**DATASET EXCERPTS**
[Start of Attachment]

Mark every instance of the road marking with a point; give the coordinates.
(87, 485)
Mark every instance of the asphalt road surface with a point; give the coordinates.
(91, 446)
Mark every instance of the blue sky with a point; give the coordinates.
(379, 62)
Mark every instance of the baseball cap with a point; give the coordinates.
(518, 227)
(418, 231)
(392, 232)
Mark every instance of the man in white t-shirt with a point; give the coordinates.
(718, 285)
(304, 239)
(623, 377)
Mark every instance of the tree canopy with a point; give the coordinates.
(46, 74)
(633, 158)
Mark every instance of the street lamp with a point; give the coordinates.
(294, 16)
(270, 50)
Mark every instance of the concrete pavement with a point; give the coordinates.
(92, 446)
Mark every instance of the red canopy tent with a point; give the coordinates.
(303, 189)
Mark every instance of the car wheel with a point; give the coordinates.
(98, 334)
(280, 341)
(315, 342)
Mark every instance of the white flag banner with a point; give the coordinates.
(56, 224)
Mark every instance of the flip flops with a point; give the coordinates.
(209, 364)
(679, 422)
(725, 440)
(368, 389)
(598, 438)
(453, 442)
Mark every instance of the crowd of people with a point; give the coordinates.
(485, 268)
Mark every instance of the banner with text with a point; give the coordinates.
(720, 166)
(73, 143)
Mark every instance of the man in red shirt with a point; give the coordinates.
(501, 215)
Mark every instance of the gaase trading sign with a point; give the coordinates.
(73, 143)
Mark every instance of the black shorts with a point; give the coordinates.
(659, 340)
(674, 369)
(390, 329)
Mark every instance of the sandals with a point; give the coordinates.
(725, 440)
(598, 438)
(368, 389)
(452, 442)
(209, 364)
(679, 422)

[End of Attachment]

**TASK DESCRIPTION**
Without leaving anything out, transcribe the records above exactly.

**ANSWER SPACE**
Mark every instance of the road marking with a point; give the coordinates.
(87, 485)
Mark every instance of the asphalt road surface with a point; give the coordinates.
(91, 446)
Mark every instance of the blue sky with a point; give the coordinates.
(379, 62)
Mark every instance of the baseball cap with a point; give the coordinates.
(518, 227)
(418, 231)
(392, 232)
Mark every instance of the man in white t-shirt with a point; give the coordinates.
(718, 285)
(304, 239)
(623, 377)
Mark every instance of the tree canopy with a point; give the coordinates.
(46, 74)
(633, 158)
Mark every instance of the street lamp with a point; give the coordinates.
(294, 16)
(270, 50)
Mark every instance of the concrete pavement with a point; give the coordinates.
(92, 446)
Mark every instance of the red canopy tent with a point; give the coordinates.
(303, 189)
Mark every instance of the car wheel with a point; give the coordinates.
(98, 334)
(280, 341)
(315, 342)
Mark every instance of the white flag banner with a point; give the coordinates.
(56, 224)
Mark every instance of the flip flops with a point; give the coordinates.
(209, 364)
(679, 422)
(725, 440)
(368, 389)
(598, 438)
(453, 442)
Mark every instance of the crowd of people with a point; give the coordinates.
(485, 268)
Mark every instance of the banner with text with a point; give the coordinates.
(720, 166)
(73, 143)
Mark every instance of the man in red shirt with a point; give the coordinates.
(501, 215)
Mark every instance of the gaase trading sign with a point; give the coordinates.
(73, 143)
Mark every instance of the black shorts with a point; give the coordinates.
(659, 340)
(674, 369)
(390, 329)
Mark every instance of the sandals with a point; give the coordinates.
(725, 440)
(598, 438)
(368, 389)
(452, 442)
(209, 364)
(679, 422)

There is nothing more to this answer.